[Point annotation records]
════════════════════

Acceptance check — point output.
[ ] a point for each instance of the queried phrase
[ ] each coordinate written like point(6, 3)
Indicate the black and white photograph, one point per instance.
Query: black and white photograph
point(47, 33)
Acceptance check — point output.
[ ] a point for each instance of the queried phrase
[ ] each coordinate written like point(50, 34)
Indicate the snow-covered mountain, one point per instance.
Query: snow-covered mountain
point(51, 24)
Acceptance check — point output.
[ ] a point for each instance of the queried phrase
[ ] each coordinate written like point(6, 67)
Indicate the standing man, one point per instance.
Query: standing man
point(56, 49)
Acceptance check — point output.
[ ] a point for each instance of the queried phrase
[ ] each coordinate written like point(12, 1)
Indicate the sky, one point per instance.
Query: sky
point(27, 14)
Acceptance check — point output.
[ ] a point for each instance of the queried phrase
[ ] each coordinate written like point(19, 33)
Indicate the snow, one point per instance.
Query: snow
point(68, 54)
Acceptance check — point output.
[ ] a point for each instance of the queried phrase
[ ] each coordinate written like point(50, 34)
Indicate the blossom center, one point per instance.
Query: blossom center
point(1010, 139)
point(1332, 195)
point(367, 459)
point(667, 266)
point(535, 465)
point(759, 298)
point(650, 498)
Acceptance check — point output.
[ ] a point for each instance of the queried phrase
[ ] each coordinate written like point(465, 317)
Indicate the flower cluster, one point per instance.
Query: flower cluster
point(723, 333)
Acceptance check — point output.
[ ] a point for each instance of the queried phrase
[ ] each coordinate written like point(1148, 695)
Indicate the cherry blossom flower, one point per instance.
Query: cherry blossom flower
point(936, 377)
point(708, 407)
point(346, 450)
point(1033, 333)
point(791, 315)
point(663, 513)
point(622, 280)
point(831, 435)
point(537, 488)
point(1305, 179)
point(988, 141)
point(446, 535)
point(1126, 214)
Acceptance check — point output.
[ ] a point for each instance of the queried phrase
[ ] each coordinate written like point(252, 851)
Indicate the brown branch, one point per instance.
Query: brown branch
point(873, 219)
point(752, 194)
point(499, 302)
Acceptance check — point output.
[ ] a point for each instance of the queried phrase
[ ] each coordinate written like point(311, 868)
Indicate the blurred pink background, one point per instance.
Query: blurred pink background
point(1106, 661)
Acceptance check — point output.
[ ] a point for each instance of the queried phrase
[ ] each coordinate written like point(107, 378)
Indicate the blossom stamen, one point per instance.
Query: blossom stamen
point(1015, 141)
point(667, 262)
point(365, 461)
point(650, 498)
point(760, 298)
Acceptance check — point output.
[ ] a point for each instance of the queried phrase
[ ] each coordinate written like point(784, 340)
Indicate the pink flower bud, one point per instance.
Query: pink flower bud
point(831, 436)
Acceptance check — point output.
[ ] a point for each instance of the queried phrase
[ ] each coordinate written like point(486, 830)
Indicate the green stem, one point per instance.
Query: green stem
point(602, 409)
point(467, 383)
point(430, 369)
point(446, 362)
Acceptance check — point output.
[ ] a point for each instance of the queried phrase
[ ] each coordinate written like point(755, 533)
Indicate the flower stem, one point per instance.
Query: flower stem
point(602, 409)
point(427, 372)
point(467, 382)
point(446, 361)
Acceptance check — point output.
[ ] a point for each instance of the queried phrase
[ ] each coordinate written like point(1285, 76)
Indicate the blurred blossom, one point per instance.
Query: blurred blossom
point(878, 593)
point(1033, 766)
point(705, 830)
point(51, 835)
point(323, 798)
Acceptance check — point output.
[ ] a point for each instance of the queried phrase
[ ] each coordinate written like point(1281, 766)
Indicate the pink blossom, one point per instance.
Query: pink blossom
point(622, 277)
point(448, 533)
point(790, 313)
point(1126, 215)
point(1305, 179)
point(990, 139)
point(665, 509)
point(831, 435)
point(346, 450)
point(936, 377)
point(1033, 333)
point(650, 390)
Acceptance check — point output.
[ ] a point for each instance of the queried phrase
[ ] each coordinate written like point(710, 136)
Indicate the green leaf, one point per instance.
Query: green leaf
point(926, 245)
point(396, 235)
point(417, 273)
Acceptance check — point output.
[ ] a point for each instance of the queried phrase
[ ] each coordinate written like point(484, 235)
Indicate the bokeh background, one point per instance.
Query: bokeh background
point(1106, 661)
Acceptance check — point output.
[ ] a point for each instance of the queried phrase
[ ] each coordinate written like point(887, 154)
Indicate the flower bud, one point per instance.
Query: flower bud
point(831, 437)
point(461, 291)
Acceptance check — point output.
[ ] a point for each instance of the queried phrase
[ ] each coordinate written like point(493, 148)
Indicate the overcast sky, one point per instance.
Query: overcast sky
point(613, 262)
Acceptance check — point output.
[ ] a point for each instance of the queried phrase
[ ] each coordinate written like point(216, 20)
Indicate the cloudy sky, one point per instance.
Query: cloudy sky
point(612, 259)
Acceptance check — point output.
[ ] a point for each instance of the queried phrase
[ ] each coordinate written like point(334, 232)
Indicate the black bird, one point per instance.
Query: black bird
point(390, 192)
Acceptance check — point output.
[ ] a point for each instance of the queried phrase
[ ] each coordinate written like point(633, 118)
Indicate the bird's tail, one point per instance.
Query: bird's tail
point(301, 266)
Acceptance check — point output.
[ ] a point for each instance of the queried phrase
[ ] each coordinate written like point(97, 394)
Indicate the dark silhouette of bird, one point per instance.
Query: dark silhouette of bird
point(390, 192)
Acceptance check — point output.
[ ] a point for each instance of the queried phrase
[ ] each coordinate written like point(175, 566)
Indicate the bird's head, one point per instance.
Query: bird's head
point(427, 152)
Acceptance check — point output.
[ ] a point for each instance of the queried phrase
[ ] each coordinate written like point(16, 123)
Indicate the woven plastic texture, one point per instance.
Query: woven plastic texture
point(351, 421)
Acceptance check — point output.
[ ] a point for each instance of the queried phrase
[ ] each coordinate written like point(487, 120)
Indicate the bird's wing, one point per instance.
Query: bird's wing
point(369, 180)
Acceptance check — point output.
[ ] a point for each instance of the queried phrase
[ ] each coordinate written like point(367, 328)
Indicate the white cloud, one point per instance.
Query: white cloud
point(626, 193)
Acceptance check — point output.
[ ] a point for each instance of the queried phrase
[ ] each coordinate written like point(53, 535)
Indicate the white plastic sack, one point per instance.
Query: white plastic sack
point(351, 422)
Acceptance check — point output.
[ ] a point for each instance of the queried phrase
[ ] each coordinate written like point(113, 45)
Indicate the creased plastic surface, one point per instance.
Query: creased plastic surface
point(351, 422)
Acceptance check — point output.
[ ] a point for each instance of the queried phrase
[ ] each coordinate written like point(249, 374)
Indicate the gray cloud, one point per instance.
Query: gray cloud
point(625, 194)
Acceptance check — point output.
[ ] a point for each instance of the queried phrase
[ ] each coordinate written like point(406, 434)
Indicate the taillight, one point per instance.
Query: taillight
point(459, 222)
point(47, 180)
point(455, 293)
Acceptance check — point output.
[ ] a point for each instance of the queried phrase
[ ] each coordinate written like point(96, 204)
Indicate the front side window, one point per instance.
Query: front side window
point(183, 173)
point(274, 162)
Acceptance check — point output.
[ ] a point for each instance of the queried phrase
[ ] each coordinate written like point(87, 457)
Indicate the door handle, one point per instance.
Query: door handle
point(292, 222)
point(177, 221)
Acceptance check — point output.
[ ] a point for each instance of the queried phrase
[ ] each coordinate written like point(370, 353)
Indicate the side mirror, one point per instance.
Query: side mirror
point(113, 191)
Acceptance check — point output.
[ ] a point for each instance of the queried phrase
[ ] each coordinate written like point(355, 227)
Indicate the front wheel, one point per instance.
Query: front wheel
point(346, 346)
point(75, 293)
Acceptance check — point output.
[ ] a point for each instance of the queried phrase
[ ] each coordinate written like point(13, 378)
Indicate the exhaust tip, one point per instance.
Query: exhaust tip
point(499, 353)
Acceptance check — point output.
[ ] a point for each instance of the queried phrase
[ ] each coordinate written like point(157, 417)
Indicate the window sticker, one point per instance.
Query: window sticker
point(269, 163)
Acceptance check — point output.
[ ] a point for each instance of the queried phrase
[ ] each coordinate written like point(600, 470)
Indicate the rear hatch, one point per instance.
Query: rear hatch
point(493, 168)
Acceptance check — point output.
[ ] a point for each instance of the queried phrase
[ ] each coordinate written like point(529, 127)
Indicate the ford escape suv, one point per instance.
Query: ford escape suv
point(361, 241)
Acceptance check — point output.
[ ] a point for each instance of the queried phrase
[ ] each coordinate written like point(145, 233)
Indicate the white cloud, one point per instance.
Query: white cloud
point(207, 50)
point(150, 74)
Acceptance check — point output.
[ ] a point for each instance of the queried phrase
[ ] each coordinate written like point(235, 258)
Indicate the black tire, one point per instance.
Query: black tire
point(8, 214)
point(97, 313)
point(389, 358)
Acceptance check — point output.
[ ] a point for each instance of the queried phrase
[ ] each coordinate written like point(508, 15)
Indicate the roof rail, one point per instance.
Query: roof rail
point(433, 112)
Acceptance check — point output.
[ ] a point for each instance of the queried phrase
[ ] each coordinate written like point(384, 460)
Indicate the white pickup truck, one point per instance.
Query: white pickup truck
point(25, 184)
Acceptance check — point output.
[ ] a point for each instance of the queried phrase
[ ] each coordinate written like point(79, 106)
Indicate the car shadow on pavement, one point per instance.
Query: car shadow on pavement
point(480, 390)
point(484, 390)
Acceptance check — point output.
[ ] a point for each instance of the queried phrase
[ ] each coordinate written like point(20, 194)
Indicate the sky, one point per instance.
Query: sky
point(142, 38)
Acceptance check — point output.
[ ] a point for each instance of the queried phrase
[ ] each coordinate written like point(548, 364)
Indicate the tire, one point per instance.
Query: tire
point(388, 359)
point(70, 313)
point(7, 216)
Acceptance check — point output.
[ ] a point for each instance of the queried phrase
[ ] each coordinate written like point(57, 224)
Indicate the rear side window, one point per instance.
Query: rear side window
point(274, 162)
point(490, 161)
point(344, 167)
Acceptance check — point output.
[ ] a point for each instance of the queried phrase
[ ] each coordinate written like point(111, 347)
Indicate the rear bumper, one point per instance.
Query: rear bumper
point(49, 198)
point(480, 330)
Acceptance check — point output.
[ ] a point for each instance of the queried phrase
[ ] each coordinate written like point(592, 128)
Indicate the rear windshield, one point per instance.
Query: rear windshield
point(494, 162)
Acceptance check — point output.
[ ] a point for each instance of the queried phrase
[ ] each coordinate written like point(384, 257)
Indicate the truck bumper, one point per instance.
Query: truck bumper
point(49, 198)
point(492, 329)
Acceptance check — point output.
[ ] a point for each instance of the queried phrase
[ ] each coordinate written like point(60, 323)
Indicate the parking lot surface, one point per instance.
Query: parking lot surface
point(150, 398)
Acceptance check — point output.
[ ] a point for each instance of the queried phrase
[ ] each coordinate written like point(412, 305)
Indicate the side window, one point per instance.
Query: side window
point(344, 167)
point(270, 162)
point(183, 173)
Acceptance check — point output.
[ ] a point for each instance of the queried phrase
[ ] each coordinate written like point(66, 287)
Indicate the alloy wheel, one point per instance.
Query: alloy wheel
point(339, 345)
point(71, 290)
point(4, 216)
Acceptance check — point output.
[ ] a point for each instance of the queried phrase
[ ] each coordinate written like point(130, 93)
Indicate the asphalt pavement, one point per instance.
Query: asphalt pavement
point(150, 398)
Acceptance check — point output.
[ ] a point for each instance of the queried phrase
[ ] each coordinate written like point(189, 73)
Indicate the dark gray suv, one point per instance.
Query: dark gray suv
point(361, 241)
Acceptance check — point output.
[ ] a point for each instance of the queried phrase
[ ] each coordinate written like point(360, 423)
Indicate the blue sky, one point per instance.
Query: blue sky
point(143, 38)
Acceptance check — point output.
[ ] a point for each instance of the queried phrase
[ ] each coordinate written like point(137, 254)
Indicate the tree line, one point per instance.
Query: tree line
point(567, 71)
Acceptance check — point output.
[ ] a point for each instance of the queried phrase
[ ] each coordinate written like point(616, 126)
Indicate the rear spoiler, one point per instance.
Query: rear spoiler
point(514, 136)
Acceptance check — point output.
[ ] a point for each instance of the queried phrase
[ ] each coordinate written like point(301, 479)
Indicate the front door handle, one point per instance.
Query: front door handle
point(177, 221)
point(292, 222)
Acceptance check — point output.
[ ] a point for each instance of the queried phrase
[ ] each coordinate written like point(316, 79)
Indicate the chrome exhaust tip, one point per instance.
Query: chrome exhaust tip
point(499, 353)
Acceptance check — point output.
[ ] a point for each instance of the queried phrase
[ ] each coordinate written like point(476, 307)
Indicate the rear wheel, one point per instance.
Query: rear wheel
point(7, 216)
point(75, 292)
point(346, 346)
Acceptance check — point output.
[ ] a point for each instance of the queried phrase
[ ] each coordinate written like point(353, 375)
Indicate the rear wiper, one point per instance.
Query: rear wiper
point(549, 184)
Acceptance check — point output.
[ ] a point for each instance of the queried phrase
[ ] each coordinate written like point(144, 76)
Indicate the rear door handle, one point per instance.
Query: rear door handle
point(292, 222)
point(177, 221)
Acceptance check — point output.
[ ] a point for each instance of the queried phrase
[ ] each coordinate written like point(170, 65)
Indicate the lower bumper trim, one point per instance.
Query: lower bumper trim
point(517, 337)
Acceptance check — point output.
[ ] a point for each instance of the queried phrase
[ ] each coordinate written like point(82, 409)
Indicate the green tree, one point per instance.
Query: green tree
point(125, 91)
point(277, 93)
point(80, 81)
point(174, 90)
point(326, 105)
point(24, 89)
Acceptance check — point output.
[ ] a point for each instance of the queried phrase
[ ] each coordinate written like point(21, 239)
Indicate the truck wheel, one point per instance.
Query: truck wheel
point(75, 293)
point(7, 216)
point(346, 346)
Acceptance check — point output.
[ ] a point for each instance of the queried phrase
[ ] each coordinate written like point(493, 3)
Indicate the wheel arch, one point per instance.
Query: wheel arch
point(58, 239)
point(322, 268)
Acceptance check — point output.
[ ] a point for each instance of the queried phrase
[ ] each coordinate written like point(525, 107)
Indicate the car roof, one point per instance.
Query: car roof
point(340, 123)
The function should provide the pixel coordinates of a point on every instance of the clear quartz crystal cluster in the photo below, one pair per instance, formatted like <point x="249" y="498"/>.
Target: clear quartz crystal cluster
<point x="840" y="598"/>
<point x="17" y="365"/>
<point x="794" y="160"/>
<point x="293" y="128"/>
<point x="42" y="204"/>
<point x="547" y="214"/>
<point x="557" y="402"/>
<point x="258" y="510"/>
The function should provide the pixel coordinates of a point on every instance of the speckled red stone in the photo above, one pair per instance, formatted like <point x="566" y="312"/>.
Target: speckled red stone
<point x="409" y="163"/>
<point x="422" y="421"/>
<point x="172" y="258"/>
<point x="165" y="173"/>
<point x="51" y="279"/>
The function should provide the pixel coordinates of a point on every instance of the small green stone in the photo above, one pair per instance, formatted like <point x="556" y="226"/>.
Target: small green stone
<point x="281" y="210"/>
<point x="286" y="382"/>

════════════════════

- WHAT YOU HAVE TO DO
Extract, exactly as they appear, the lines from the one containing "of the clear" through the final line.

- WRITTEN ANSWER
The function should provide the pixel coordinates of a point on every instance of the clear quartz crystal cluster in the photo below, one pair per instance, formatted like <point x="249" y="498"/>.
Target: clear quartz crystal cluster
<point x="840" y="598"/>
<point x="17" y="365"/>
<point x="794" y="160"/>
<point x="293" y="128"/>
<point x="42" y="204"/>
<point x="547" y="214"/>
<point x="557" y="402"/>
<point x="258" y="510"/>
The function should provide the pixel coordinates of a point on every instance of the speckled red stone in the photo above, one pair per instance, formatted like <point x="566" y="312"/>.
Target: speckled red stone
<point x="409" y="163"/>
<point x="422" y="421"/>
<point x="172" y="258"/>
<point x="165" y="173"/>
<point x="51" y="279"/>
The function should provide the pixel coordinates of a point on every instance of the small green stone in the photo above, one pair per instance, formatted like <point x="556" y="226"/>.
Target: small green stone
<point x="281" y="210"/>
<point x="286" y="382"/>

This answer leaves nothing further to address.